**DOCUMENT SEGMENT**
Data with small counts
The chi-squared goodness-of-fit test that was described earlier in this section has two requirements:
Firstly consider how we might test whether the following data set is a random sample from a \(\PoissonDistn(\lambda=2)\) distribution.
1 | 3 | 2 | 2 | 5 | 4 | 5 | 2 | 0 | 2 |
2 | 4 | 3 | 5 | 2 | 3 | 1 | 4 | 2 | 6 |
These counts are small, so the chi-squared test cannot be directly used.
Frequency table
Rather than applying the test to the raw counts, we first summarise the data in a frequency table.
x | 0 | 1 | 2 | 3 | 4 | 5 | 6+ |
---|---|---|---|---|---|---|---|
Freq(x) | 1 | 2 | 7 | 3 | 3 | 3 | 1 |
We will treat these frequencies as our observed counts, then find expected counts from the Poisson distribution's probability function,
\[ p(x) \;\;=\;\; \frac{\lambda^x e^{-\lambda}}{x!}\]Since there were \(n=20\) values in the data set, and the null hypothesis value is \(\lambda=2\), the count that we would expect in the frequency table for the value \(x\) is
\[ E_x \;\;=\;\; 20 \times p(x) \;\;=\;\; 20 \times \frac{2^x e^{-2}}{x!}\]This results in the following table of observed and expected counts.
x | 0 | 1 | 2 | 3 | 4 | 5 | 6+ |
---|---|---|---|---|---|---|---|
\(O_x\) | 1 | 2 | 7 | 3 | 3 | 3 | 1 |
\(E_x\) | 2.707 | 5.413 | 5.413 | 3.609 | 1.804 | 0.722 | 0.331 |
Combining cells
These counts still do not satisfy the requirement for all \(E_x\) to be ≥1 and 80% to be ≥5. Before applying a chi-squared goodness-of-fit test to them, cells in the table should be combined.

(Data entries)
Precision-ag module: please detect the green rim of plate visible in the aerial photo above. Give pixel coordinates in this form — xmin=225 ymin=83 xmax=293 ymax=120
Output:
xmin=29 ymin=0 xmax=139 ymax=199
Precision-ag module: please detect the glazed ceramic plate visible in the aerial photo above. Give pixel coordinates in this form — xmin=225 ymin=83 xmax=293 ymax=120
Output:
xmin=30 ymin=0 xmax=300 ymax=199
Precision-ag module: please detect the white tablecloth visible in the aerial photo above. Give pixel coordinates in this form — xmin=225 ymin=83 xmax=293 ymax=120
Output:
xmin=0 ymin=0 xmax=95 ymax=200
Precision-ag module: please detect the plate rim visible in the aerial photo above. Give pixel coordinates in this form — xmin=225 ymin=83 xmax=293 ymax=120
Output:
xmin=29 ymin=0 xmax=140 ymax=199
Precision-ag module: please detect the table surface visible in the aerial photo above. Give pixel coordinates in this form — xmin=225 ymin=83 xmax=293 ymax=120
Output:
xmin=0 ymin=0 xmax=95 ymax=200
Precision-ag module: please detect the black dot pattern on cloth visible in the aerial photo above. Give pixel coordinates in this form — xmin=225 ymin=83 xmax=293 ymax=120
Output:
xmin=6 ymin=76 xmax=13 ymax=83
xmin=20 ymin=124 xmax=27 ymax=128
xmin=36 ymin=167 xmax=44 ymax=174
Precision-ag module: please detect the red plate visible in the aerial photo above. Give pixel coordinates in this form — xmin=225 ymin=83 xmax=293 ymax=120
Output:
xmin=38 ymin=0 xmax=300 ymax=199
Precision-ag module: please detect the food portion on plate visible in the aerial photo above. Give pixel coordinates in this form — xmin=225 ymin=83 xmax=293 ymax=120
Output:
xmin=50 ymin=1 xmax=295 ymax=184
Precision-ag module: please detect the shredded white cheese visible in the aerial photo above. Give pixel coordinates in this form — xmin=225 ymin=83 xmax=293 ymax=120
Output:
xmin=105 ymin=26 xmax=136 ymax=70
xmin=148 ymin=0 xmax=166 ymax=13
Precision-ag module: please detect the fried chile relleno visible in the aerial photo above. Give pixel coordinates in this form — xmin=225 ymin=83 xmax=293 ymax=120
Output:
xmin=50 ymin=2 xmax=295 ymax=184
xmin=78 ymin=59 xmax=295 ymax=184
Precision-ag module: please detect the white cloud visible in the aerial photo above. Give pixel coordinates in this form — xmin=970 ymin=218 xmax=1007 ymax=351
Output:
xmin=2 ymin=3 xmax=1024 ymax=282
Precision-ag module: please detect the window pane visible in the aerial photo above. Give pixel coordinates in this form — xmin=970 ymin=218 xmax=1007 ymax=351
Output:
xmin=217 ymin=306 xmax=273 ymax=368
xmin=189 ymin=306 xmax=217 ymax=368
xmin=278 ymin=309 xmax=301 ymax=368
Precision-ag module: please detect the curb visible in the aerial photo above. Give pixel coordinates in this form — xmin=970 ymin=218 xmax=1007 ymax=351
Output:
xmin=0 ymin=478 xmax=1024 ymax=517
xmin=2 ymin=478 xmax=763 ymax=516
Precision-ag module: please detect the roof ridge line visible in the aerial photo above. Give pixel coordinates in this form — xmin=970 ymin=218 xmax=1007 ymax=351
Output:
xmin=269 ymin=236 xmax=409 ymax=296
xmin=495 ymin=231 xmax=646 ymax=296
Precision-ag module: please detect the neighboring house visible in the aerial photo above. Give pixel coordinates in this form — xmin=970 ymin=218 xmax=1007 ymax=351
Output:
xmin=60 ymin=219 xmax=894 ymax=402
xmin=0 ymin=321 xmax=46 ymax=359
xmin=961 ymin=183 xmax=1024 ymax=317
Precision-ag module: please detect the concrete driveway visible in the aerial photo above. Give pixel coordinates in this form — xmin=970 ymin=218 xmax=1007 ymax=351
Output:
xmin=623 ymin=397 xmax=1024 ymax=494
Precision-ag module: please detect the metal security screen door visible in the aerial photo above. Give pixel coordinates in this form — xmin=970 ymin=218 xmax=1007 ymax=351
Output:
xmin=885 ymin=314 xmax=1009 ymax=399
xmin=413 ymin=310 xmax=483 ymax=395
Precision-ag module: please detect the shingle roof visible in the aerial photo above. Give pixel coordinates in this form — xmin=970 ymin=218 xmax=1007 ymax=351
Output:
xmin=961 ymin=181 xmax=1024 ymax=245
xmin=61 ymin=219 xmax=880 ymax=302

**APPLY WHAT YOU READ**
(A) In the text on data with small counts, what expected count is given for the value x = 0?
(B) Continue the text on chi-squared tests with small counts from the point where it stops.

**ANSWERS TO THE TASKS**
(A) 2.707

(B)
x | 0,1 | 2 | 3+ |
---|---|---|---|
\(O_x\) | 3 | 7 | 10 |
\(E_x\) | 8.120 | 5.413 | 6.466 |
Based on these three counts,
\[ \begin{align} X^2 \;&=\; \sum_{i=1}^{10} {\frac{\left(O_i - E_i\right)^2}{E_i}} \\ &=\; \frac{(3-8.120)^2}{8.120} + \frac{(7-5.413)^2}{5.413} + \frac{(10-6.466)^2}{6.466} \\ &=\; 5.624 \end{align} \]P-value and conclusion
To calculate the degrees of freedom, we note that there are 3 categories (after grouping) and one constraint: the expected frequencies from the model are “constrained” to add up to 20 by how they were calculated.
\[ \sum{E_i} \;=\; \sum{O_i} \;=\; 20 \]The chi-squared test should therefore be based on \(3-1 = 2\) degrees of freedom. The p-value for testing whether our model for the data fits is the probability that a \(\ChiSqrDistn(2 \text{ df})\) distribution is greater than the observed value,
p-value = \(P(X^2 \ge 5.621) = 0.060\)
Since this is between 0.05 and 0.10, we would conclude that there is only very weak evidence against the null hypothesis that the original data set was a random sample from a \(\PoissonDistn(2)\) distribution.
(It is hardly surprising that a data set with only 20 values does not show up problems with a model — a larger data set would be more sensitive to any possible lack of fit of the model.)